+++ Source material

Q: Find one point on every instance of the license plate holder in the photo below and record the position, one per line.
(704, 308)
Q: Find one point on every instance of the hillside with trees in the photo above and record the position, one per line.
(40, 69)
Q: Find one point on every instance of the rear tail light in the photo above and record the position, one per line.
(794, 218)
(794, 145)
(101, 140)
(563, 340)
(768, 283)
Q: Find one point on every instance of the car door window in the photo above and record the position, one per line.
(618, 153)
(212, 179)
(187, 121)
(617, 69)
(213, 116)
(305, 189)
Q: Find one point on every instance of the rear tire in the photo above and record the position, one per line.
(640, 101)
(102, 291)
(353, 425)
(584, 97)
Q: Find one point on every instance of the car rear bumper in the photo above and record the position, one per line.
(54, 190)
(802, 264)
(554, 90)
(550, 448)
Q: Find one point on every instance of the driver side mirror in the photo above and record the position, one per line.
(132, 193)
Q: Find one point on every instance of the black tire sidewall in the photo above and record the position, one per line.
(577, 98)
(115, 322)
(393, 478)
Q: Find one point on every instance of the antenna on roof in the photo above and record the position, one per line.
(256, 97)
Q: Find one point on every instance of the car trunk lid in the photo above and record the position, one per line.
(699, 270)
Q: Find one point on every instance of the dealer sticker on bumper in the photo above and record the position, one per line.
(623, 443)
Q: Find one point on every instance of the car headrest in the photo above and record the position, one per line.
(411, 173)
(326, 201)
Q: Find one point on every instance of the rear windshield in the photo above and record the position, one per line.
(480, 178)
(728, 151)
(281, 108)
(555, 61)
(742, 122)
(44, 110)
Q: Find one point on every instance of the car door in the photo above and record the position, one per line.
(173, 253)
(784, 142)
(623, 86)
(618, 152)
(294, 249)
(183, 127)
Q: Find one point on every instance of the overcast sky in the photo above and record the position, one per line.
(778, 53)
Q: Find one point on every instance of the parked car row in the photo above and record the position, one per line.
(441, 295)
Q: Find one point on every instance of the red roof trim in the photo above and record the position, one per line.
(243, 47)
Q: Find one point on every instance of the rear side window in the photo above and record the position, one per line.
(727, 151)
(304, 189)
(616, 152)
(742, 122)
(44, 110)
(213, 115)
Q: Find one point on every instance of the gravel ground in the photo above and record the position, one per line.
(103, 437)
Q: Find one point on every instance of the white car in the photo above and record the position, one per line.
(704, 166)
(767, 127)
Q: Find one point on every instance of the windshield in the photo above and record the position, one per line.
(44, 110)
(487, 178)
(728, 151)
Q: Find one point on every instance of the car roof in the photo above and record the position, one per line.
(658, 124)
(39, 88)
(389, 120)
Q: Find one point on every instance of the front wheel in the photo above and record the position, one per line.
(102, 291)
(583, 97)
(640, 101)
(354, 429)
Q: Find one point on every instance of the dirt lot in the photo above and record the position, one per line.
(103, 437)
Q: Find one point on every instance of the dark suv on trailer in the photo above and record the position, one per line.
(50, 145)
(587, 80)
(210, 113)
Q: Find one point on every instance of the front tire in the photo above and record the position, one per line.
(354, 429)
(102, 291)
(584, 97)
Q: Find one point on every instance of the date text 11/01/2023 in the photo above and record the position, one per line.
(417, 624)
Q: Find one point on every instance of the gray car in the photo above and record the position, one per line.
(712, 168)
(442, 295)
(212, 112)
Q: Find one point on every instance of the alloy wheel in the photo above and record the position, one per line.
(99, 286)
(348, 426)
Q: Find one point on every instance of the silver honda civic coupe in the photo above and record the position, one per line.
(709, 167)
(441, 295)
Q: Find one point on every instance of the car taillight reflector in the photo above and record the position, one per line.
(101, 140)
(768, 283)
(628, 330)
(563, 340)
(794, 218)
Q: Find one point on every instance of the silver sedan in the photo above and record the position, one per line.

++++++

### [Stated task]
Rescale the material from the line with "Q: Find one point on every instance of the dirt" through the end of the material, including both ends. Rewrite every line in that range. Multiply each coordinate in the answers by 1.55 and round to the nearest whole number, with halves rounding up. Leave all other lines unchanged.

### [Solution for this exercise]
Q: Find one point on every instance of the dirt lot in the photo above and record the position, one per line.
(160, 677)
Q: Find one point on every instance of the dark suv on trailer in the photo above and record the position, one per line.
(78, 225)
(910, 124)
(326, 175)
Q: Find one point on every instance of the front tire in the photo above and record the position, one per line.
(549, 665)
(158, 451)
(905, 150)
Q: Find one point on every instance of the date text 11/01/2023 in the photo above and record the position, one per line.
(646, 967)
Q: Find one point on every instance of the gray car in the photo above and record the position, one per line.
(1104, 260)
(685, 457)
(329, 174)
Q: Find one point on every instance of the alloy wheel in the photo above and record the position, one per line.
(153, 443)
(539, 660)
Q: Find one point on every instance of the silver honda civic coupe in the photo above and record the position, one per line.
(1099, 259)
(684, 457)
Q: Find one point on every instance of the car taillight reflector in the photo above and record the position, one per line.
(157, 217)
(1190, 439)
(973, 512)
(873, 527)
(1231, 338)
Q: Find one point on every instance of the silver sedan in the photo above and record the position, one per line.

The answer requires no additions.